#### To do:
- A) Retype the passage of the Iran school reopening article between "Shafaq News/ Iran" and "in the region.", inclusive.
- B) Extend the article on Iran's school reopening, picking up right after its final sentence.

*** Opening Text block ***

Amid virus concerns, Iran begins new school year

Amid virus concerns, Iran begins new school year

Shafaq News/ Iran on Saturday opened the new school year after nearly seven months of closure.

In a video conference, President Hassan Rouhani said the education of 15 million students is as important as the health system.

"Education will not be closed in our country even under the worst situation," he said, urging authorities to implement health measures in schools to the level of those in military garrisons.

The reopening of schools came as many expressed concern over a possible increase in infections, including medical professionals.

Iran has so far used distance learning via internet and TV programs. Authorities say the system will continue for undergraduate university students.

Iran's death toll from COVID-19 has so far passed 22,000 out of 382,772 confirmed cases. The country has had the first and worst outbreak in the region.

Rouhani's invitation to students to attend schools, while he refrains from participating in attendance at any ceremony, has sparked criticism in the Iranian parliament, the head of the parliament’s health committee, Hossein Ali Shahriari, said that children cannot be sent to schools while the president participates in the opening of the school year through Virtually.

*** Closing Text block ***
*** Opening Data provided ***

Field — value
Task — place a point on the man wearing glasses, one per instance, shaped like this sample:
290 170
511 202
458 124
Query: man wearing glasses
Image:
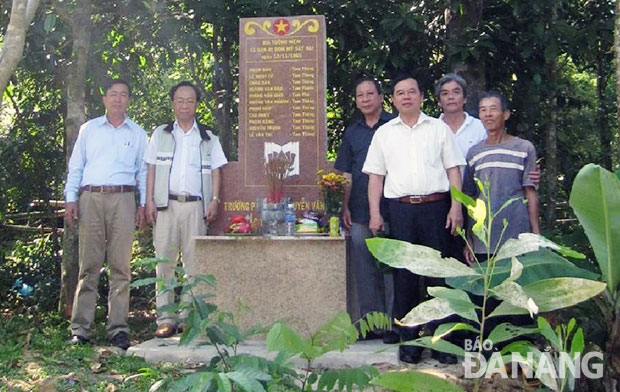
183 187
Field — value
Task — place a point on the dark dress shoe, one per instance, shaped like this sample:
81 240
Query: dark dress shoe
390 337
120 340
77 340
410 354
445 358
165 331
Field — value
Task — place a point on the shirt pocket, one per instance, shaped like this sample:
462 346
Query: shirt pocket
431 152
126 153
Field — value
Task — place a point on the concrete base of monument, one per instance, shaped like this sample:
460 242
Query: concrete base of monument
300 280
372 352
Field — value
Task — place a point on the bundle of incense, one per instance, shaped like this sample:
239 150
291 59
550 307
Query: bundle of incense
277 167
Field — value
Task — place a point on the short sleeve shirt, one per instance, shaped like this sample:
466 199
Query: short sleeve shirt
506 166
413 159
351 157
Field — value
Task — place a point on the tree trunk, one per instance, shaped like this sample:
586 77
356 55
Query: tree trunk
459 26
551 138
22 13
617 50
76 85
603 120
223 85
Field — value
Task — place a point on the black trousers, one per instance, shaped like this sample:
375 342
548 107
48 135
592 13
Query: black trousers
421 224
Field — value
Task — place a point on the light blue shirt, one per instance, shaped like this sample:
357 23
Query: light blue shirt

*** Closing Data provided ***

#### Results in order:
- A)
Shafaq News/ Iran on Saturday opened the new school year after nearly seven months of closure.

In a video conference, President Hassan Rouhani said the education of 15 million students is as important as the health system.

"Education will not be closed in our country even under the worst situation," he said, urging authorities to implement health measures in schools to the level of those in military garrisons.

The reopening of schools came as many expressed concern over a possible increase in infections, including medical professionals.

Iran has so far used distance learning via internet and TV programs. Authorities say the system will continue for undergraduate university students.

Iran's death toll from COVID-19 has so far passed 22,000 out of 382,772 confirmed cases. The country has had the first and worst outbreak in the region.

- B)
Shahriari added that Parliament is concerned about the safety of students, stressing that "their adherence to health guidelines is like a joke, as many families do not have money to buy masks for their children daily."

The government's decision to conduct education in the presence of this year was widely criticized on social media, and opinion polls published by news sites showed that most families did not send their children to school on the first day, amid doubts about the schools ’seriousness and their ability to adhere to health guidelines.

The Ministry of Education announced last week that education will be by using the Internet, and the Ministry of Communications provided a free internet network for schools, but it reversed the decision as the Minister of Education, Mohsen Haji Mirzai, said that more than three million out of about fourteen million students, do not own smart phones or computers for distance learning.